Provided text
==*==
UNITED STATES
SECURITIES AND EXCHANGE COMMISSION
WASHINGTON, D.C. 20549
FORM 8-K
CURRENT REPORT
Pursuant to Section 13 or 15(d) of the Securities Exchange Act of 1934
Date of Report (Date of earliest event reported): February 5, 2007
Capital Growth Systems, Inc.
(Exact Name of Registrant as Specified in Its Charter)
Florida | 0-30831 | 65-0953505 | ||
(State or other jurisdiction of incorporation) | (Commission File Number) | (I.R.S. Employer Identification No.) |
50 East Commerce Drive, Suite A, Schaumburg, Illinois 60173
(Address of Principal Executive Offices, Including Zip Code)
(630) 872-5800
(Registrant's Telephone Number, Including Area Code)
Not Applicable
(Former Name or Former Address, if Changed Since Last Report)
Check the appropriate box below if the Form 8-K filing is intended to simultaneously satisfy the filing obligation of the registrant under any of the following provisions:
o | Written communications pursuant to Rule 425 under the Securities Act (17 CFR 230.425) |
o | Soliciting material pursuant to Rule 14a-12 under the Exchange Act (17 CFR 240.14a-12) |
o | Pre-commencement communications pursuant to Rule 14d-2(b) under the Exchange Act (17 CFR 240.14d-2(b)) |
o | Pre-commencement communications pursuant to Rule 13e-4(c) under the Exchange Act (17 CFR 240.13e-4(c)) |
Page 1 of 5
Item 1.01 Entry into a Material Definitive Agreement
On February 5, 2007, Capital Growth Systems, Inc., a Florida corporation (the “Company”) entered into an employment agreement with Mr. Robert A. Pollan pursuant to which Mr. Pollan was hired to serve as the Company’s Chief Information & Strategy Officer.
The employment agreement provides for (i) a two year term; (ii) an initial base salary equal to $200,000 per annum during the term of the agreement; (iii) an annual cash bonus initially of up to $200,000, as determined by the Company’s board of directors, based on certain performance goals established by the Company’s board of directors and the Company’s chief executive officer; (iv) a non-solicitation covenant during the term of the employment agreement and for a period of one year thereafter; (vi) other benefits that are generally available to the Company’s executives; (vii) the granting to Mr. Pollan of options to purchase 500,000 shares of the Company’s common stock at $0.98 per share, with 25% percent of such options vesting immediately and on each one year anniversary of the employment date; (viii) the granting to Mr. Pollan of performance options to purchase up to 1 million shares of the Company’s common stock at $0.98 per share which vest upon the Company exceeding certain revenue and gross margin objectives; and (ix) termination of the employment agreement (A) by the Company for “cause” or the disability of Mr. Pollan, (B) automatically upon the death of Mr. Pollan, (C) by Mr. Pollan for “good reason,” or (D) by Mr. Pollan within six months of a “change in control” which is defined to include the acquisition by an individual or group or at least 50% of the common stock or combined voting power of the Company.
==*==
Rows

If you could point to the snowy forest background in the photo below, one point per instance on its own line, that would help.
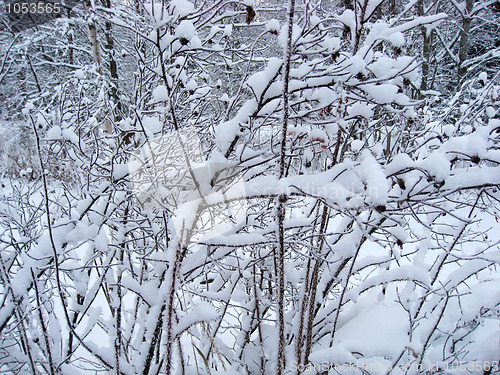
(198, 188)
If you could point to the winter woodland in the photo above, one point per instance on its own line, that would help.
(251, 187)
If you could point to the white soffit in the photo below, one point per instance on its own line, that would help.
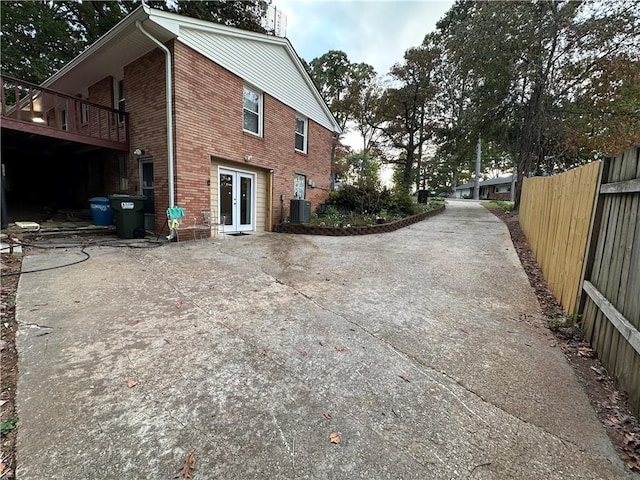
(265, 65)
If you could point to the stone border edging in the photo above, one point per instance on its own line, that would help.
(304, 229)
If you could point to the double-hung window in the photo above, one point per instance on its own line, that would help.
(301, 134)
(252, 111)
(120, 99)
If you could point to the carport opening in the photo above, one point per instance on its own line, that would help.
(52, 180)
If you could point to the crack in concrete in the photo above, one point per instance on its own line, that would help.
(420, 366)
(417, 362)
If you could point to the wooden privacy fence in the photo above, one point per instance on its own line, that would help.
(611, 307)
(584, 228)
(555, 215)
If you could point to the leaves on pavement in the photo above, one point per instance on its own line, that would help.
(186, 472)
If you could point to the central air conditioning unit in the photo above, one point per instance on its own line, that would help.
(300, 211)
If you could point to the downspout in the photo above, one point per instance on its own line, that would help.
(167, 55)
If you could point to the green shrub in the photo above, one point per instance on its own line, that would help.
(360, 199)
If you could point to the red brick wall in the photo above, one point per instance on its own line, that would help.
(208, 102)
(208, 123)
(144, 90)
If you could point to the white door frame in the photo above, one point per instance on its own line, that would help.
(235, 225)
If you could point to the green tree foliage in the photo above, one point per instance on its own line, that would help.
(404, 111)
(39, 37)
(528, 69)
(340, 82)
(350, 90)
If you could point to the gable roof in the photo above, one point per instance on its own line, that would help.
(267, 62)
(486, 183)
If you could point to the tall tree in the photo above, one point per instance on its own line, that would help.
(404, 111)
(349, 89)
(527, 59)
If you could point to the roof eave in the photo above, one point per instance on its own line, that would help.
(139, 14)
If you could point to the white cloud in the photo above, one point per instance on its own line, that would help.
(375, 32)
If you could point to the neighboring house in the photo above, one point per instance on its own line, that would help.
(248, 132)
(494, 188)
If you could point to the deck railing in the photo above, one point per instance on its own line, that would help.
(32, 105)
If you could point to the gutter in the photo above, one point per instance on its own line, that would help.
(169, 88)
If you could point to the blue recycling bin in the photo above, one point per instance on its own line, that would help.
(101, 211)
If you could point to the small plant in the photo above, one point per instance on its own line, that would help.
(6, 427)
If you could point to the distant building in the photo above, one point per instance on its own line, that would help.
(493, 189)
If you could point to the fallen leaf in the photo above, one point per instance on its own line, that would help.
(186, 472)
(586, 352)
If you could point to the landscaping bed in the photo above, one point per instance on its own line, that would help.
(347, 230)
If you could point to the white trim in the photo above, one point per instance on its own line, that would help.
(141, 13)
(236, 214)
(167, 26)
(259, 113)
(305, 133)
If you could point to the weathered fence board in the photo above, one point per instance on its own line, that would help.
(611, 307)
(555, 215)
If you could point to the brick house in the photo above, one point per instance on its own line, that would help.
(248, 130)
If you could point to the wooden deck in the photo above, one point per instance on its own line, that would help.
(35, 110)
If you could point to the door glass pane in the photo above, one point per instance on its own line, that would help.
(226, 199)
(245, 200)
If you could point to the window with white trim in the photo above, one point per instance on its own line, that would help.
(301, 134)
(120, 99)
(252, 111)
(63, 120)
(299, 185)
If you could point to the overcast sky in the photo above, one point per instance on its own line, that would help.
(373, 31)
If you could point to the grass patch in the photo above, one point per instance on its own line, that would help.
(6, 427)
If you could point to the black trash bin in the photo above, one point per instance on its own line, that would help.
(128, 212)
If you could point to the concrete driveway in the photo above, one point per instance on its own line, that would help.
(423, 349)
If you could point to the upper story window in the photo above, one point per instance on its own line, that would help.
(252, 111)
(301, 134)
(120, 99)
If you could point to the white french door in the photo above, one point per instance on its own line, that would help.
(236, 200)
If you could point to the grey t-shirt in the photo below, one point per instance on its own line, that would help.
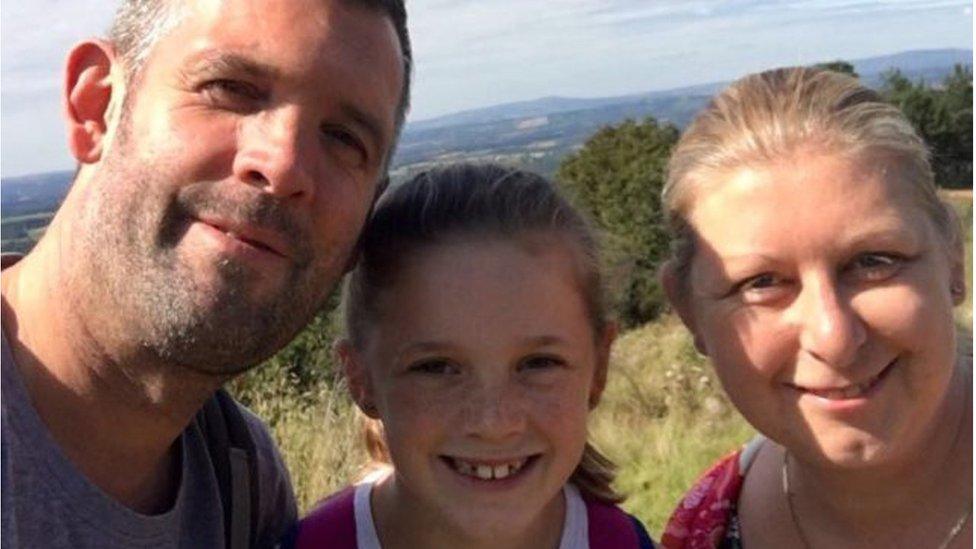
==*==
Prompt
Transcribe the passage of the Form 8-K text starting at "Florida | 0-30831" and ending at "Including Area Code)".

Response below
Florida | 0-30831 | 65-0953505 | ||
(State or other jurisdiction of incorporation) | (Commission File Number) | (I.R.S. Employer Identification No.) |
50 East Commerce Drive, Suite A, Schaumburg, Illinois 60173
(Address of Principal Executive Offices, Including Zip Code)
(630) 872-5800
(Registrant's Telephone Number, Including Area Code)